PARIS, France - Polish teenager Iga Swiatek kept up her winning ways at Roland Garros, dispatching the always dangerous Hsieh Su-Wei, 6-1, 6-4 to return to the third round for a second straight year.
"I was pretty confident," she said in her post-match press conference. "When I look at the draw, I don't care who I'm going to play, because I have a feeling that I have to win with everybody to win a tournament so it doesn't really matter."
Trailing 4-1 in the second set, Swiatek played impeccable tennis to ease past the veteran and advance after 67 minutes on Court 7.
Though the pair were facing off for the first time in singles, Swiatek shared a history with Hsieh that dates back nearly a decade, having shared the court with the WTA Doubles World No.1 during a clinic in Warsaw.
"In the back of my mind I was a little bit worried, because she has a strange style of game. I have never played against her. I remember that we played a practice...well, besides the match that we played when I was, like, 10 years old, we didn't play against each other. I just practiced with her for 20 minutes in Cincinnati last year."

» Records supplied:
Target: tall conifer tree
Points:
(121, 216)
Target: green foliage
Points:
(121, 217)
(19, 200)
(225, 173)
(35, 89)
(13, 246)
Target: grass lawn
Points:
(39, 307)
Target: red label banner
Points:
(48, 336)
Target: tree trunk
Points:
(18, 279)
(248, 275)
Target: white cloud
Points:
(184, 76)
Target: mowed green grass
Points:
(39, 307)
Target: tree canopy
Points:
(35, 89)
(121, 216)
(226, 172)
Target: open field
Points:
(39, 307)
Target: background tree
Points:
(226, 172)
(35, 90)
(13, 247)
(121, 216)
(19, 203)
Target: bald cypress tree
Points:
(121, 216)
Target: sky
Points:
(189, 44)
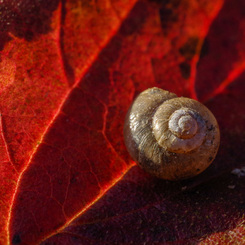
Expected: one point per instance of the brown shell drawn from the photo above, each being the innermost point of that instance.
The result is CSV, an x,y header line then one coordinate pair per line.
x,y
153,141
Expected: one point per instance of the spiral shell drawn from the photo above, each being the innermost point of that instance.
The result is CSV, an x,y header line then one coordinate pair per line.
x,y
170,137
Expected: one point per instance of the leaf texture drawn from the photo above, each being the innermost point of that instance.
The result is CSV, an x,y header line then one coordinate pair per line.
x,y
66,84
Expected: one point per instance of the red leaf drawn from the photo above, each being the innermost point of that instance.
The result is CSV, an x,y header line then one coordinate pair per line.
x,y
69,71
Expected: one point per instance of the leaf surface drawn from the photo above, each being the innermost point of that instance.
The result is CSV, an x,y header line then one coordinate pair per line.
x,y
68,82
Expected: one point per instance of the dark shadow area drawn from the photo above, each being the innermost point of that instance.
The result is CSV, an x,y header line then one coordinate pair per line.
x,y
25,18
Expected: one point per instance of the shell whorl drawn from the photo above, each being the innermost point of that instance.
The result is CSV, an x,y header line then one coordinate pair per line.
x,y
170,137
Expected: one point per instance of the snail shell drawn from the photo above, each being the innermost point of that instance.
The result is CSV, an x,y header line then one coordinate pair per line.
x,y
170,137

» Exercise prompt:
Continue the report above on Iga Swiatek's second-round win over Hsieh Su-Wei at Roland Garros, starting after its last sentence.

» Answer space:
😍Who would've thought that I already played doubles with one of the best doubles players in the world?— Iga Świątek (@iga_swiatek) September 10, 2020
10 years later we're on the same tour and I'm able to compete at this level on a daily basis...😍 #ballkid #warsawopen pic.twitter.com/pbL1UX5lua
Both women have achieved much since that fateful afternoon, with the Polish teenager continuing to make milestones in Paris, shocking 2019 runner-up Marketa Vondrousova in the first round.
"You always have to be alert when you play Grand Slams. I feel more confident basically after the first round, so I think it helps a lot. I just feel better here than on other tournaments.
"The fact that I won the first match so 'easily,' as it may seem from the score, it just gave me confidence, so I think it helps."
The unseeded Swiatek was similarly ruthless to start their second round on Tuesday, striking nine winners to sweep through the opening set in under 30 minutes.
"I was kind of worried that I'm gonna struggle to find the rhythm, because her spin is so weird and it's always like she doesn't play topspin. On clay, it's especially weird. When the balls are really heavy, that may be tricky, but I think I just played aggressive and I didn't let her play her game."
Hsieh, the 2014 women's doubles champion, reached the third round of Roland Garros back in 2017 with a win over British No.1 Johanna Konta - kicking off a singles renaissance that saw her defeat the likes of Agnieszka Radwanska, Garbiñe Muguruza, and Simona Halep over the next 18 months - and began the second set with a first hold of serve, smacking a two-handed forehand into the open court.
Another winner, this time off the backhand side, secured the break for the Chinese Taipei veteran and helped her within a point of a 3-0 lead. While Swiatek bravely battled through a marathon third game that saw her convert a sixth break point opportunity, Hsieh was undaunted and moved ahead 4-1.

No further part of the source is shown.